[Exercise requirements]:
1/ Decide whether each statement agrees with the blog post below. Answer yes or no for each one, and quote the words from the post that settle it.
(a) The town has a population of about 800 at most.
(b) The lumber mill closed after the family moved to the town.
(c) The writer enjoyed watching Morning Joe.
2/ In the blog post below, how far is the small rural town from a big city?
3/ Extend the blog post below with new writing that follows its last line.

[Excerpt to read]:
[Start of section]

This week’s Whatnot

I begin by linking you to A Monday in Oslo, written by the brilliant Camilla Sandman. If you read nothing else in this post, please read this.

Well, and this: To everyone who has been affected by the tragedies in Oslo and Utøya, I extend my love and sorrow. I applaud your courage and your refusal to bow to this terrorist. The example you are setting the rest of the world is one we ought to take to heart.


Your regularly scheduled programming:

pass it along

mysteri@LJ gets inspiration from her own plea for a graphing calculator and decides to hold a virtual drive for her town. In her words: “I live in a very small rural town. Our Population is about 800 max. It used to have a lumber mill that employed a lot of people. That shut down before we even moved here and the town has not recovered. We are within 30-45 miles of a big city and some people work there. Sadly people lost those jobs to. There are a lot of people that are down on their luck. . . My son only needs one calculator. I was wondering though if those who offered would still be willing to send them. I will then donate them to the school. They have some but don’t have the funds to have anywhere near enough to use in all the math classes. I was thinking if they had a few more maybe they would even be able to let the kids check one out overnight if they were not able to finish in class and could not afford their own.”

What say you, dear readers?

i wish i were surprised

Cenk Uygur gets the sack. I’m not his biggest fan, but I don’t remember hearing any major scandals about him–what can he have done wrong? Just been himself?

I will say that I could barely sit through fifteen minutes of Morning Joe with my mother. I don’t know how she does it. They’re all so smug on that show.

silly questions

Can a boy wear a skirt to school? Hell, YES.

health

The CDC came out with a vaccine price list. I just about hit the roof when I saw how much one dose of Gardasil costs. Good grief, Merck. Go see for yourself what you might need, and what the drug companies are charging your doctors.

Before I read FEED and DEADLINE, this was not nearly as awesome: Preparedness 101: Zombie Apocalypse. The hilarious part is that bits of those books are set in the CDC. What, you haven’t read them yet? Go! Buy? Please?

[End of section]

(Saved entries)
[Start of section]

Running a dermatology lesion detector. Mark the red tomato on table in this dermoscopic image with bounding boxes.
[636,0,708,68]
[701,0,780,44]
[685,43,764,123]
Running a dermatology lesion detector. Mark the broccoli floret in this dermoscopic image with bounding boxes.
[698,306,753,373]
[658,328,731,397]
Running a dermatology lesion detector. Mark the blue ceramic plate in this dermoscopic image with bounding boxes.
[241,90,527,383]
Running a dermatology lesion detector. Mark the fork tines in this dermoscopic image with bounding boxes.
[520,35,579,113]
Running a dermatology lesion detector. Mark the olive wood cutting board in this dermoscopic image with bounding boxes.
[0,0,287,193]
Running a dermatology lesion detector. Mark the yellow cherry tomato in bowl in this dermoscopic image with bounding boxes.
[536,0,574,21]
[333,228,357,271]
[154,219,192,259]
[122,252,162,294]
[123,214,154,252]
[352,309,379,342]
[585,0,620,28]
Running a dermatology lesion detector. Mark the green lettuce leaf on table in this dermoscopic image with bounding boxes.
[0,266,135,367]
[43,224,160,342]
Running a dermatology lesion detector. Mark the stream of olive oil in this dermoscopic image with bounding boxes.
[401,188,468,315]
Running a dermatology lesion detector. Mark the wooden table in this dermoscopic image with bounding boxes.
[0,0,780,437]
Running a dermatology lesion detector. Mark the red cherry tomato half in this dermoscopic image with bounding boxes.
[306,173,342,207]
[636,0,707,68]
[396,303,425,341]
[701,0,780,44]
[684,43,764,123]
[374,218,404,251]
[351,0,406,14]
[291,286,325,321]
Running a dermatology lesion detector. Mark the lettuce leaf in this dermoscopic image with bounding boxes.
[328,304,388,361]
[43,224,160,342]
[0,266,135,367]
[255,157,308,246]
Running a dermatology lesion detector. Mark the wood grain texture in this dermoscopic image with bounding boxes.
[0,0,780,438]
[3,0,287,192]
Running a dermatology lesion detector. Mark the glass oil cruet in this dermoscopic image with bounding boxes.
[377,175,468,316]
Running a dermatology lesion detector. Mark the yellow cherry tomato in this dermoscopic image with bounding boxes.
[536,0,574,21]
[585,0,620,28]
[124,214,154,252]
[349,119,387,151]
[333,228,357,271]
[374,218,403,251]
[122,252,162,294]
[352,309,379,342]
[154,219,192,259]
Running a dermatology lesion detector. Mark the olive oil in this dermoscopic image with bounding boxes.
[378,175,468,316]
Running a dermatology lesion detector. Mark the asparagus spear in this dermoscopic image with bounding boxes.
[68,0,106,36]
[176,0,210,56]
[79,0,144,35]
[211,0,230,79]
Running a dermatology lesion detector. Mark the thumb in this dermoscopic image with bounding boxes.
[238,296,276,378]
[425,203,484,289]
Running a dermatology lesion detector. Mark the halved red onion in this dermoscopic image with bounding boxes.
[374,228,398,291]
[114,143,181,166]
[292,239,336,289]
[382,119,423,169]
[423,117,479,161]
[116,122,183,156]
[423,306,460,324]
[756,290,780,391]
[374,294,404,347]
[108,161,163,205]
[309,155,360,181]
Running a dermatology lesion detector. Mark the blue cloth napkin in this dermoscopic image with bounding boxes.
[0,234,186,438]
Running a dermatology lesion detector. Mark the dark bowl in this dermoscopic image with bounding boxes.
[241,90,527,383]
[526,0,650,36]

[End of section]

[Expected results]:
1/
(a) Yes: "Our Population is about 800 max."
(b) No: "That shut down before we even moved here"
(c) No: "I could barely sit through fifteen minutes of Morning Joe with my mother."

2/ The town is within 30 to 45 miles of a big city.

3/
What are you doing on World Hepatitis Day?

and happiness

I leave you with a joke, courtesy of Incongruous Circumspection:

The lawyer stood over the plaintiff and asked him to answer his question. “Did you or did you not tell the patrolman at the scene of the accident that you were fine. In fact, your exact words were, I’m fine!?”

The plaintiff began to speak. “You see, I was loading my favorite donkey, Bessie into my trailer that morning…”

“I asked a yes or no question. Did you say I’m fine to the patrolman at the scene of the accident?!!”, the lawyer retorted.

The plaintiff kept going. “I got Bessie into the trailer and began to drive down the road.”

The lawyer cut the plaintiff off again and turned to the judge, begging him to make the plaintiff answer the yes or no question. The judge, now interested in the donkey story told the plaintiff to continue.

“Thank you, your honor. As I was saying, I was driving down the road and was crossing an intersection when this big semi blew the stop sign and broadsided me. I ended up in one ditch and Bessie in the other. I was pretty hurt but heard Bessie groaning and moaning on the other side of the road. The patrolman arrived and looked at me but also heard Bessie. So, he went over to the other side of the road to check on her. I heard him looking around and then he shot her to put her out of her misery. Then, the next thing I knew, here he was, standing over me, holding his gun and asked how I was doing. What the heck would you say???!!!”